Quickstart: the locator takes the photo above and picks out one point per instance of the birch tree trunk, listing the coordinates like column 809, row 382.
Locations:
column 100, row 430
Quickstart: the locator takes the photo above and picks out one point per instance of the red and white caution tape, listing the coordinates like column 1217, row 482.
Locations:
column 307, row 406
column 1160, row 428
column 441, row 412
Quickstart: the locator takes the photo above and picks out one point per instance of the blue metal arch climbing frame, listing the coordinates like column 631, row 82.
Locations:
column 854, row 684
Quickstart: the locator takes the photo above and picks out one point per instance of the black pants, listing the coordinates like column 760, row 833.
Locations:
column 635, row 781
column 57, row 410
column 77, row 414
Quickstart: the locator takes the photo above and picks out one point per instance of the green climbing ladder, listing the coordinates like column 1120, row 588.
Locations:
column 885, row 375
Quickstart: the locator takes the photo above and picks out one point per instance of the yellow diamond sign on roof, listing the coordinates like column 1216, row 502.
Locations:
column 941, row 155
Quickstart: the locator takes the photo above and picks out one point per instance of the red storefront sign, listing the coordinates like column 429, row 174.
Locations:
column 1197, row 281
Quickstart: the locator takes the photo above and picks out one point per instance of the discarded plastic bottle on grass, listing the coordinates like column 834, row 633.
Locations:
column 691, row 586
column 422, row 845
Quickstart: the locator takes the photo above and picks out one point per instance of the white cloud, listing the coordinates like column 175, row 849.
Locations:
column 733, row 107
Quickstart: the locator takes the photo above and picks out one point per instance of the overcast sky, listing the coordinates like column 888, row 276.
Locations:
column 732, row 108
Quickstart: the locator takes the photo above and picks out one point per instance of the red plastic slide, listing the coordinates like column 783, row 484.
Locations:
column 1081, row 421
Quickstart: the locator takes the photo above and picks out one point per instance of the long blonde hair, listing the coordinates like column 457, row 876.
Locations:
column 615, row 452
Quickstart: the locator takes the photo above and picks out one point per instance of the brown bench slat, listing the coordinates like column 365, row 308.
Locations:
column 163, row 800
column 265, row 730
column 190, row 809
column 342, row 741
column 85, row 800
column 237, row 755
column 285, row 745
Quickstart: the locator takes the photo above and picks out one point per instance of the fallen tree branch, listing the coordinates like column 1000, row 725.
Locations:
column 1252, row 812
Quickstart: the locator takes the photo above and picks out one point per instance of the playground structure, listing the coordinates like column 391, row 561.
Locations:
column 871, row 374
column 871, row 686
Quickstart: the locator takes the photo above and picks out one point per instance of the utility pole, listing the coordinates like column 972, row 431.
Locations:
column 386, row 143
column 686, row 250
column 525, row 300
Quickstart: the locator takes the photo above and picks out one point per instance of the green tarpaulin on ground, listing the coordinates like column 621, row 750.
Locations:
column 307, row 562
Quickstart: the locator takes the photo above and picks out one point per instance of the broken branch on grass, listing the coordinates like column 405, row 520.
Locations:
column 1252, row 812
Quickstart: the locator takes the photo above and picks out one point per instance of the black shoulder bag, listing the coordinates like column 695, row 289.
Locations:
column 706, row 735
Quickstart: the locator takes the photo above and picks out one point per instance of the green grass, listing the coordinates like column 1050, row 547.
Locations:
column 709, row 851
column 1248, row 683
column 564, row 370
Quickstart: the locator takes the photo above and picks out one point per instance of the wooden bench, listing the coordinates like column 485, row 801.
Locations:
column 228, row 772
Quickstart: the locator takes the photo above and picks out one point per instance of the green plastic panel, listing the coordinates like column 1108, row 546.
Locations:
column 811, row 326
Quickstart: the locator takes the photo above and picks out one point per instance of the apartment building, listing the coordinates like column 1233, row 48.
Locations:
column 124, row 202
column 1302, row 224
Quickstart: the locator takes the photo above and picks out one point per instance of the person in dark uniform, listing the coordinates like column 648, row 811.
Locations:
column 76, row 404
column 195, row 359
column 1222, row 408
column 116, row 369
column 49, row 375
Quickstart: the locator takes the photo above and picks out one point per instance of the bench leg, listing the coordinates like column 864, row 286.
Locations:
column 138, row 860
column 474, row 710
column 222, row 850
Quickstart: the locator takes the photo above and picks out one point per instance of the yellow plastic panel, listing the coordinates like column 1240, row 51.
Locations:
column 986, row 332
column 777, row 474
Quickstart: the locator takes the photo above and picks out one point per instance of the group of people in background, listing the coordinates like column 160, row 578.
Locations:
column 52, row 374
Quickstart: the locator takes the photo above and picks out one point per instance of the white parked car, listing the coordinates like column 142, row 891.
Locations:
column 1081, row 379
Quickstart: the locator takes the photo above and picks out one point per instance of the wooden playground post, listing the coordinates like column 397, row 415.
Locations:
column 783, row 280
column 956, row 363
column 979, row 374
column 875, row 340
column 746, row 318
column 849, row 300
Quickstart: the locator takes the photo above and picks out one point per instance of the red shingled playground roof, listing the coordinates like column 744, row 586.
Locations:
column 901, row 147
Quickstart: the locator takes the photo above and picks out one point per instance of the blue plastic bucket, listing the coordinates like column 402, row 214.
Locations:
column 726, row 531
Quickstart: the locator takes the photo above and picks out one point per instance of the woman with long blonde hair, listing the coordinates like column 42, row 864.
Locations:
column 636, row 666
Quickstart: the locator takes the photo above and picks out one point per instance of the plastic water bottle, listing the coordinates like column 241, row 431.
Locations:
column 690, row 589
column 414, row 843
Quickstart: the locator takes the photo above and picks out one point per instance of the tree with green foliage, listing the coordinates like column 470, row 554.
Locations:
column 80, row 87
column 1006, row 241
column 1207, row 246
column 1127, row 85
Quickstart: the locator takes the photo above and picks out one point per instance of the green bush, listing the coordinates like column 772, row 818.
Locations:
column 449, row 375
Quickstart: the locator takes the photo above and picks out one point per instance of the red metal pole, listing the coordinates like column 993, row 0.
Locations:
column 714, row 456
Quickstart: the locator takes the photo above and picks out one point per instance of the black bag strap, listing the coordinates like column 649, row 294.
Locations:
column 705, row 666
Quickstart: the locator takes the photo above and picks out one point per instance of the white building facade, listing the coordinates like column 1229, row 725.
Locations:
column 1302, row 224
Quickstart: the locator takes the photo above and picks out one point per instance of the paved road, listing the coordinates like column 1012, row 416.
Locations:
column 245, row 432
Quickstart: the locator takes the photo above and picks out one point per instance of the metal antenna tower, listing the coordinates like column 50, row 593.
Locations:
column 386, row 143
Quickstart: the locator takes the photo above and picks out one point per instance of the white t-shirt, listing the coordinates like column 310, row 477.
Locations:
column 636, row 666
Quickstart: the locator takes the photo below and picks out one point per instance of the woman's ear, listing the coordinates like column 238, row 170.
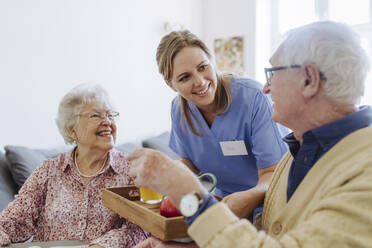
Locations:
column 71, row 132
column 170, row 84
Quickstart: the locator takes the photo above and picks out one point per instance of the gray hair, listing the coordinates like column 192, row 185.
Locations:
column 71, row 104
column 336, row 50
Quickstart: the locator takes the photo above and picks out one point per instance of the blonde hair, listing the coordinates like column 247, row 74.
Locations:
column 168, row 48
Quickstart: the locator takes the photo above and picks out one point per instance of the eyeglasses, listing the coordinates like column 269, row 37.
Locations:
column 269, row 72
column 97, row 116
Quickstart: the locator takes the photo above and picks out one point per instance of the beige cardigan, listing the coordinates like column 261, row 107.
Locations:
column 332, row 207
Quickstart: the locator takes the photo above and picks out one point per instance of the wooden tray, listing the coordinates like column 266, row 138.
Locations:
column 147, row 216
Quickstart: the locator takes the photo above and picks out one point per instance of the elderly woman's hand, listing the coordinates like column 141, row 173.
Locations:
column 156, row 243
column 153, row 169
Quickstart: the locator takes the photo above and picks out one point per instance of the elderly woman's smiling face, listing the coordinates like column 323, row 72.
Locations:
column 96, row 128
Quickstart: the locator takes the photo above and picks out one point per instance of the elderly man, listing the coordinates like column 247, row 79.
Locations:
column 321, row 191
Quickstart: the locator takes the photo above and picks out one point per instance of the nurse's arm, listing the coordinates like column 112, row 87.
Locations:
column 244, row 202
column 191, row 165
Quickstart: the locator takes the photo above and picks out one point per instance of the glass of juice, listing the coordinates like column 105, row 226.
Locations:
column 149, row 196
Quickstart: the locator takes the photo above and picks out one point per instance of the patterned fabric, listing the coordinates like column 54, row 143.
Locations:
column 55, row 204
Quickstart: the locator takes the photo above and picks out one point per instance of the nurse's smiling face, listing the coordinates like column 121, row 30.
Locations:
column 194, row 77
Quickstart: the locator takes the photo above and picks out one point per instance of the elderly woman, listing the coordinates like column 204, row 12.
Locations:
column 61, row 200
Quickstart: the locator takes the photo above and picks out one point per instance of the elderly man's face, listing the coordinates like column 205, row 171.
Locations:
column 285, row 90
column 95, row 130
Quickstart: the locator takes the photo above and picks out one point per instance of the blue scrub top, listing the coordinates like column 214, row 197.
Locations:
column 248, row 119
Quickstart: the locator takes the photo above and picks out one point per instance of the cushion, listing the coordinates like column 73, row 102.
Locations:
column 23, row 161
column 160, row 143
column 8, row 188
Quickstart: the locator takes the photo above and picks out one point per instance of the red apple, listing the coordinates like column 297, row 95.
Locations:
column 167, row 208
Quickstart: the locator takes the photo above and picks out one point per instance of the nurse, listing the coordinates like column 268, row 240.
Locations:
column 220, row 123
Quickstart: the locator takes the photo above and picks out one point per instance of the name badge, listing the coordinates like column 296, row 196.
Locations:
column 233, row 148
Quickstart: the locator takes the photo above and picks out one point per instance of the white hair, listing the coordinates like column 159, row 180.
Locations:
column 71, row 104
column 337, row 52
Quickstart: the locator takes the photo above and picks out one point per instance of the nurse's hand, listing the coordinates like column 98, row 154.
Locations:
column 153, row 169
column 156, row 243
column 241, row 203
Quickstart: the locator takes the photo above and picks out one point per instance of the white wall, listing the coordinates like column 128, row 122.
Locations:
column 49, row 46
column 224, row 19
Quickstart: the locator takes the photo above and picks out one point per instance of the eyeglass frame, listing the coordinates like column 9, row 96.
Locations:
column 278, row 68
column 100, row 116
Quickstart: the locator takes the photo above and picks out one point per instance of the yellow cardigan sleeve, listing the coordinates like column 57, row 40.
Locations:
column 219, row 227
column 342, row 218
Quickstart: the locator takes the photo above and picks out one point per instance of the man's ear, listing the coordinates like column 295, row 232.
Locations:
column 312, row 81
column 170, row 84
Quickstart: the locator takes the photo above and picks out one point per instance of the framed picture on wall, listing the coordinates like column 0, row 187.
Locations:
column 229, row 54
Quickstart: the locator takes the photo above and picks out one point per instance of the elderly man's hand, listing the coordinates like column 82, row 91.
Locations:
column 240, row 203
column 153, row 169
column 156, row 243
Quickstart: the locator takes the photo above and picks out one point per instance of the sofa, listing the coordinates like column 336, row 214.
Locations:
column 18, row 162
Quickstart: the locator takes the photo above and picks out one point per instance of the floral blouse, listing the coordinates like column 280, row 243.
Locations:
column 55, row 204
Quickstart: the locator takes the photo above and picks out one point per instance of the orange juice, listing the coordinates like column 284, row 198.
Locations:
column 149, row 196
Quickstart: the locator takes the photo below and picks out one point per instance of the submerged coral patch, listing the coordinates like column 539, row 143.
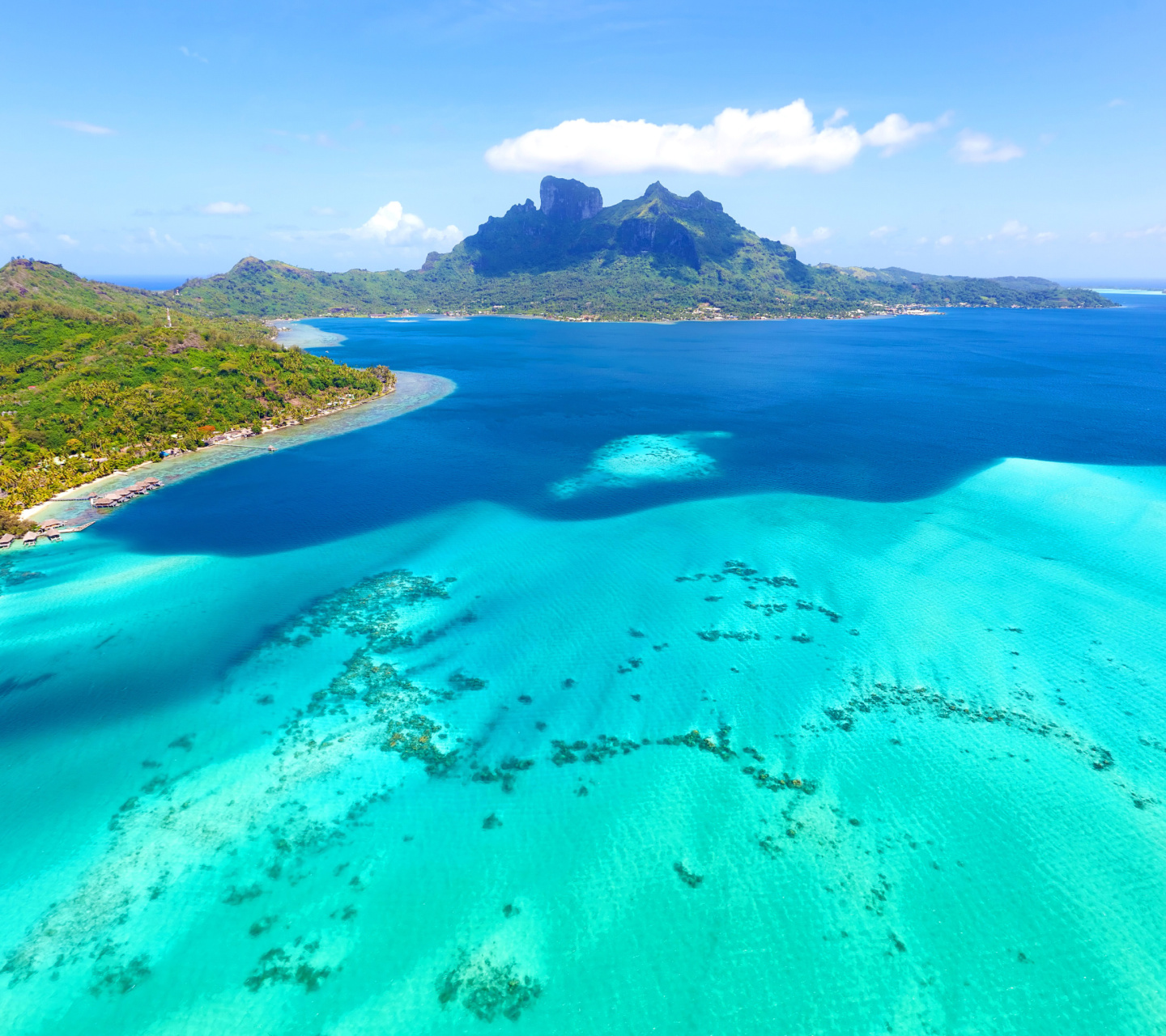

◆ **What you should do**:
Bring together all lines of the entries above in which the string "pole" occurs.

◆ **Result**:
Quickstart: the locator takes the photo above and picks out one point per instance of the utility pole, listing the coordinates like column 972, row 431.
Quickstart: the locator takes the photo above and picks out one point per instance of the red metal pole, listing the coordinates like column 993, row 0.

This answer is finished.